» **Exercise aim**
Look for "plaster wall in the photo above." in the records below, then copy that line and every line after it, exactly and with nothing added.

BEGIN Records provided

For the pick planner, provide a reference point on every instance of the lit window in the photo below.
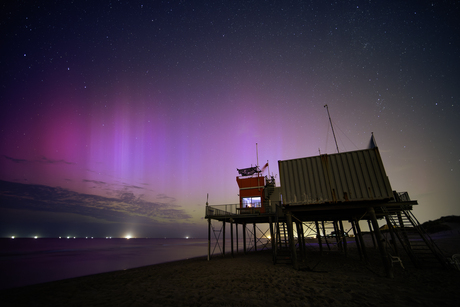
(251, 202)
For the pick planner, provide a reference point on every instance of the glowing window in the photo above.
(251, 202)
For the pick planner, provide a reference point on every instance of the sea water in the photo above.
(32, 261)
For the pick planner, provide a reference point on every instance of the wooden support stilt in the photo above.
(343, 239)
(255, 236)
(291, 240)
(392, 234)
(223, 238)
(231, 237)
(301, 240)
(236, 230)
(209, 239)
(371, 233)
(272, 239)
(358, 243)
(360, 236)
(244, 238)
(318, 235)
(386, 263)
(325, 236)
(337, 238)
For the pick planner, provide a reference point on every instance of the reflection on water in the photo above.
(31, 261)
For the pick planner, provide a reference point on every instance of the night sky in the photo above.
(119, 117)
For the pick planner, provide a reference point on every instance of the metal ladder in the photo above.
(282, 253)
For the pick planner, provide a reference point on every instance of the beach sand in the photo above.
(335, 279)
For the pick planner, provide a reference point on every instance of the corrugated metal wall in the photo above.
(343, 177)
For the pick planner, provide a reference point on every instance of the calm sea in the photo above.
(31, 261)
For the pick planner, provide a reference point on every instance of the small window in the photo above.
(251, 202)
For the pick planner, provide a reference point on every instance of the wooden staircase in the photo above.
(416, 242)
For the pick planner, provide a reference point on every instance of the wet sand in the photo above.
(334, 279)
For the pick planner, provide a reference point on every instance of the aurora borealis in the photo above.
(137, 109)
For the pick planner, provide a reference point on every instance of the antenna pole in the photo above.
(257, 156)
(333, 133)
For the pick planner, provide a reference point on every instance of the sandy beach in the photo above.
(334, 279)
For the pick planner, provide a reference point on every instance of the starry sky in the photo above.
(120, 116)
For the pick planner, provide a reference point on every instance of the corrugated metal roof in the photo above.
(343, 177)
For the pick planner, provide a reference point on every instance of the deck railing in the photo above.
(230, 209)
(219, 210)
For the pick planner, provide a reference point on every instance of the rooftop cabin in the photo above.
(349, 186)
(255, 191)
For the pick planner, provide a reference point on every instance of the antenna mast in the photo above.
(333, 133)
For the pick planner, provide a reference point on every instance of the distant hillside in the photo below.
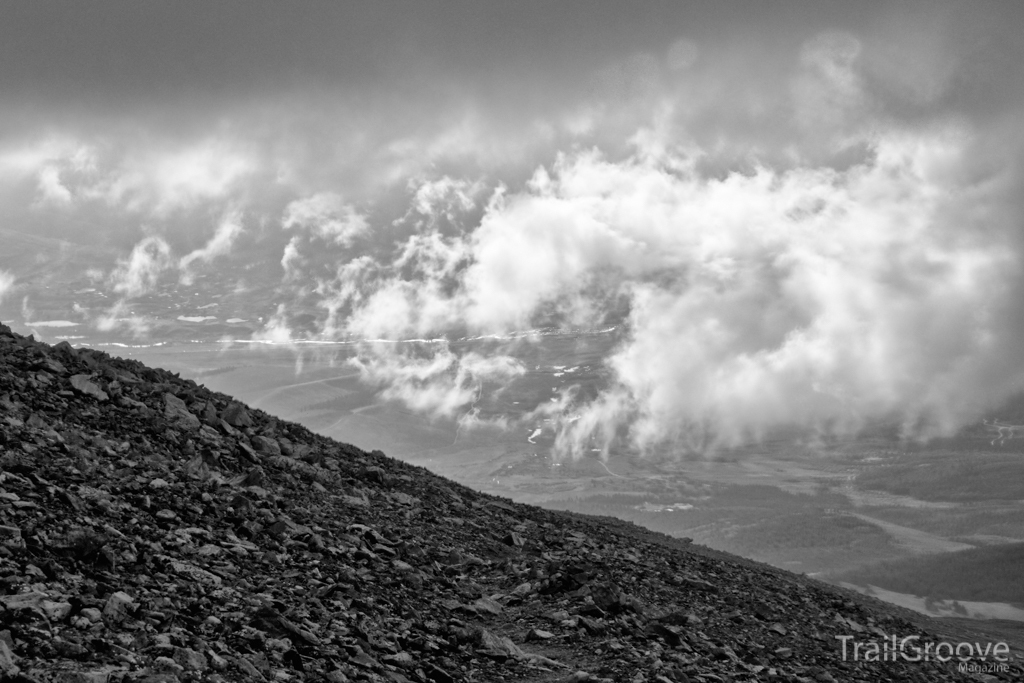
(993, 573)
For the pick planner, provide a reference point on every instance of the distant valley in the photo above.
(869, 511)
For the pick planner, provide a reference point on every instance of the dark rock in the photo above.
(173, 535)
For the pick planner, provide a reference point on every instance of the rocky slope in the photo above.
(154, 530)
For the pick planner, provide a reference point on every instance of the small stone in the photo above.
(118, 607)
(55, 611)
(178, 415)
(7, 666)
(189, 659)
(84, 385)
(237, 416)
(539, 635)
(487, 606)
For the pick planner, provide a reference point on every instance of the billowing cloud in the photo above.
(326, 215)
(138, 273)
(429, 378)
(812, 296)
(6, 284)
(219, 245)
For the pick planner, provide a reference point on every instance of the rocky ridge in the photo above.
(152, 529)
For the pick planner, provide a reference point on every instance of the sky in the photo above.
(791, 213)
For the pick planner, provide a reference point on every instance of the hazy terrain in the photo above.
(923, 524)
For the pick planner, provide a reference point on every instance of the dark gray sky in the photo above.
(819, 201)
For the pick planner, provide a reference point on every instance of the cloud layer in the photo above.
(813, 226)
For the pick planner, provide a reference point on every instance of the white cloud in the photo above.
(6, 284)
(682, 54)
(219, 245)
(429, 377)
(812, 297)
(50, 186)
(326, 215)
(138, 273)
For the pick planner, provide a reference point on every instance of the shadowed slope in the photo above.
(155, 530)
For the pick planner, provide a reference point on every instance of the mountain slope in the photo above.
(154, 530)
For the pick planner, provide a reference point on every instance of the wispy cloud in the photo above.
(219, 245)
(6, 284)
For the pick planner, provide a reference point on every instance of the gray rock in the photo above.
(178, 415)
(119, 607)
(84, 385)
(237, 416)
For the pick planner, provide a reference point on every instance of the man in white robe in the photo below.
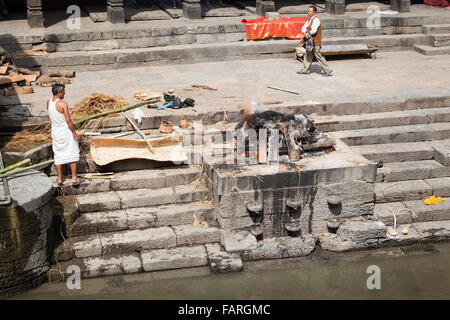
(64, 137)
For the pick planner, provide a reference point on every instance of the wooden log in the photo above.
(30, 78)
(7, 81)
(27, 71)
(16, 165)
(20, 170)
(61, 73)
(281, 89)
(15, 91)
(262, 146)
(47, 81)
(102, 114)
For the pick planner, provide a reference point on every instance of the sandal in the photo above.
(77, 184)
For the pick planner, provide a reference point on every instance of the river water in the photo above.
(413, 272)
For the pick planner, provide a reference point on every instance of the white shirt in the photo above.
(315, 25)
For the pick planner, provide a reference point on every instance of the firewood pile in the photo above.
(17, 81)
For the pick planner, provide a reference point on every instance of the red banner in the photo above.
(286, 27)
(437, 3)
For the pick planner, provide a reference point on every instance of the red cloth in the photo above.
(286, 27)
(436, 3)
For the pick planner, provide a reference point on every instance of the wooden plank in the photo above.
(262, 146)
(15, 91)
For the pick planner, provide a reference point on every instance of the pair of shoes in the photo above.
(77, 184)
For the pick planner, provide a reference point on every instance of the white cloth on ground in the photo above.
(65, 147)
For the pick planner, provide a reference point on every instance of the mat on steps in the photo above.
(105, 151)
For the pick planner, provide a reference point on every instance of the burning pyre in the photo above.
(269, 135)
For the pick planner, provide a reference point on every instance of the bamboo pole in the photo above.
(281, 89)
(18, 164)
(20, 170)
(102, 114)
(140, 132)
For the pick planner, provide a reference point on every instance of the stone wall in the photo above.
(26, 236)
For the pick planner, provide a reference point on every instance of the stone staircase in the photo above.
(142, 220)
(414, 147)
(439, 40)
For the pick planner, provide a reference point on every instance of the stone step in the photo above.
(141, 218)
(132, 241)
(116, 200)
(382, 119)
(419, 232)
(407, 212)
(153, 260)
(412, 170)
(430, 50)
(396, 152)
(411, 190)
(441, 40)
(409, 133)
(107, 54)
(436, 28)
(138, 179)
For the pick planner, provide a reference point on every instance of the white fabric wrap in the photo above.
(65, 147)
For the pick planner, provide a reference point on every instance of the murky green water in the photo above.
(417, 272)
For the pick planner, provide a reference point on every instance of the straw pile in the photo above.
(96, 103)
(28, 139)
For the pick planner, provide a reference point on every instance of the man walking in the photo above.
(64, 137)
(313, 28)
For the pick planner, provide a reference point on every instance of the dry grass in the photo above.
(28, 139)
(96, 103)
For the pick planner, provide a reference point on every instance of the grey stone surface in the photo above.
(332, 242)
(193, 235)
(30, 190)
(236, 241)
(411, 170)
(361, 231)
(440, 186)
(146, 197)
(111, 265)
(98, 202)
(402, 190)
(141, 218)
(442, 151)
(437, 212)
(221, 261)
(385, 213)
(86, 246)
(110, 221)
(393, 152)
(167, 259)
(137, 240)
(181, 214)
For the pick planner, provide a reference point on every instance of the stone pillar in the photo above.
(35, 15)
(192, 9)
(401, 5)
(115, 11)
(335, 7)
(263, 6)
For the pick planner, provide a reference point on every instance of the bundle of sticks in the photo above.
(17, 81)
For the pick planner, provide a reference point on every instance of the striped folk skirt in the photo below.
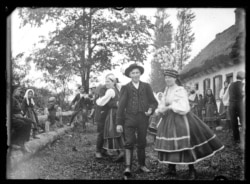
(112, 139)
(184, 139)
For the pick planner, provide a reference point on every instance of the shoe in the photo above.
(35, 137)
(16, 147)
(171, 170)
(98, 155)
(106, 153)
(192, 172)
(120, 157)
(144, 169)
(25, 149)
(127, 172)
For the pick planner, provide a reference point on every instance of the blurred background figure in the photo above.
(28, 105)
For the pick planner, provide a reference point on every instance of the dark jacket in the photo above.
(28, 109)
(16, 106)
(235, 92)
(133, 101)
(82, 103)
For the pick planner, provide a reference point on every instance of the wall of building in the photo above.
(223, 72)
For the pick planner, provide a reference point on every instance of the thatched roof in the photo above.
(217, 51)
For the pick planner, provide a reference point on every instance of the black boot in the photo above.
(128, 162)
(141, 159)
(120, 157)
(192, 172)
(171, 170)
(34, 133)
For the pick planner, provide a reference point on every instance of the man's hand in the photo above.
(149, 112)
(119, 128)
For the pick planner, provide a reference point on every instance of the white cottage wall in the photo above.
(223, 72)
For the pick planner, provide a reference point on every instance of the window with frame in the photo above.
(206, 85)
(197, 86)
(217, 86)
(229, 77)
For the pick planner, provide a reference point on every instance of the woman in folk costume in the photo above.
(210, 108)
(113, 141)
(182, 138)
(193, 101)
(154, 119)
(28, 109)
(224, 96)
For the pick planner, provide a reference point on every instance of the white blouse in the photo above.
(176, 98)
(110, 93)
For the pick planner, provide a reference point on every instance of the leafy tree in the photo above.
(19, 71)
(163, 38)
(184, 36)
(85, 39)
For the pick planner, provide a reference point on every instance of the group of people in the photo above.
(124, 115)
(231, 106)
(24, 122)
(123, 122)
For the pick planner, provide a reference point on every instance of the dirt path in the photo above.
(72, 157)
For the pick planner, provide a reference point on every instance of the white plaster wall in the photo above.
(222, 72)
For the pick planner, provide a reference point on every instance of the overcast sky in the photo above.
(208, 23)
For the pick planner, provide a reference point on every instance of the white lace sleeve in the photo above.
(180, 103)
(101, 101)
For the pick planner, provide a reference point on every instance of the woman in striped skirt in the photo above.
(182, 138)
(113, 141)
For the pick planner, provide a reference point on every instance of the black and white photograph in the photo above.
(123, 93)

END Records provided

» **Task answer**
For the pick planner, provide a reference point on every instance of the white plaster wall in the photo above.
(222, 72)
For the pick planner, provide a reference point on every instance of the overcast sky in the photo above.
(208, 23)
For the pick planner, provide a reference point on every instance of the white lace sleeve in the photo above.
(180, 103)
(101, 101)
For the pick planner, provide a reference point on every instance of the woman in striped skirt in the photo above.
(182, 138)
(113, 141)
For the pick planner, provide a reference point on every instance of the black and white photograph in the photo above.
(123, 93)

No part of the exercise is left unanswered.